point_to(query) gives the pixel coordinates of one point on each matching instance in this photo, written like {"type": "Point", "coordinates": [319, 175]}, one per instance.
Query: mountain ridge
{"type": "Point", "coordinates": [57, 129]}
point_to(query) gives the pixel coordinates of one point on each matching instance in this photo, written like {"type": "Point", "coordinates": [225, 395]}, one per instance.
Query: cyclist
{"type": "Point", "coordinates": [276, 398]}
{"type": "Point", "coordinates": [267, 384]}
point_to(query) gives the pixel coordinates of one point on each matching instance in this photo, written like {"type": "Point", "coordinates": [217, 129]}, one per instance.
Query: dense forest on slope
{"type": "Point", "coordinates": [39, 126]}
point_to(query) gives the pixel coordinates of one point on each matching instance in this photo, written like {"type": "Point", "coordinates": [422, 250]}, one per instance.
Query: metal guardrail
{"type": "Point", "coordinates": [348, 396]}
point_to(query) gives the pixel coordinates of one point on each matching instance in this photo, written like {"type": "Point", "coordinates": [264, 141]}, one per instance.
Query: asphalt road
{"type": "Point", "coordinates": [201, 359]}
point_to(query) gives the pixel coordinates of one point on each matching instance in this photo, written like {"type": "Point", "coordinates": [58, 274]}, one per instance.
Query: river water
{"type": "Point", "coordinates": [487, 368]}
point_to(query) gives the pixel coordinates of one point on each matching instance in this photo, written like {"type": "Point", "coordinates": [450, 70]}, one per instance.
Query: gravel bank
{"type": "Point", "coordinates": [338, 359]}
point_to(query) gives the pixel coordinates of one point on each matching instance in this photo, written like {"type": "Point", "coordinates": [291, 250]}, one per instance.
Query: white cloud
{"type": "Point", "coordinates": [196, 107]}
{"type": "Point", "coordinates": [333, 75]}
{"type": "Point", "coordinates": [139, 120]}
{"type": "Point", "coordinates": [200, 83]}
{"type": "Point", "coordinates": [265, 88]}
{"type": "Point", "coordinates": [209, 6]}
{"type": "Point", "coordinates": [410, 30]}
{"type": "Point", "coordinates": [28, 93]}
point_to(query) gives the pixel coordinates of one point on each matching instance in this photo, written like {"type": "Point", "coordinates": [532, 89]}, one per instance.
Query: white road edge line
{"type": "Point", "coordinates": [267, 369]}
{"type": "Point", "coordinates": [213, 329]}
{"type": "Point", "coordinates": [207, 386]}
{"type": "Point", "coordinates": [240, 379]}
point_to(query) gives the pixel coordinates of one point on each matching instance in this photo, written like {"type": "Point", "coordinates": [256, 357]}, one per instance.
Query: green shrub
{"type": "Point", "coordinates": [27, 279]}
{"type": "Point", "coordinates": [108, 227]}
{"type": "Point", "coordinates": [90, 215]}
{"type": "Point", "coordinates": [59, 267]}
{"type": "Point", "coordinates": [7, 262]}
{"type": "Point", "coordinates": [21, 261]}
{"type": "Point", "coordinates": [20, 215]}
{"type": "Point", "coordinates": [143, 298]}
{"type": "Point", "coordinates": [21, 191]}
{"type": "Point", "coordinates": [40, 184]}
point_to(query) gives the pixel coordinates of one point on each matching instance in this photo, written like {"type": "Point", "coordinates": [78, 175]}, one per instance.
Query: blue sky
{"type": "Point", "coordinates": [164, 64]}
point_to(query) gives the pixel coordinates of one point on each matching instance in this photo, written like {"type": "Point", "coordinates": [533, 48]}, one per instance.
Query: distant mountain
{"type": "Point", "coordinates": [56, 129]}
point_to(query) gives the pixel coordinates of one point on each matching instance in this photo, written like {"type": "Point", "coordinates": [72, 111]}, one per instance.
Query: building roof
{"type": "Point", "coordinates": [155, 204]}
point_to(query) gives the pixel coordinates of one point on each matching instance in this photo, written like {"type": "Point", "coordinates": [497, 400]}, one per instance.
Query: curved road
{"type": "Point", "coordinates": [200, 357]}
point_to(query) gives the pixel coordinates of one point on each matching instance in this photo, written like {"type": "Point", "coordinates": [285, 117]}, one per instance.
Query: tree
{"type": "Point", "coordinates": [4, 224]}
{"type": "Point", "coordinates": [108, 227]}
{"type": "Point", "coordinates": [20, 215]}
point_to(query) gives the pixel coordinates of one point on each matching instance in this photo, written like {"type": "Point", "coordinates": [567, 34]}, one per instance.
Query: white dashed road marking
____
### WHAT THE EXERCISE ASKS
List every line in the entries above that contains the string "road". Case counts.

### SOLVED EXERCISE
Query: asphalt road
Query: white road edge line
Query: curved road
Query: white dashed road marking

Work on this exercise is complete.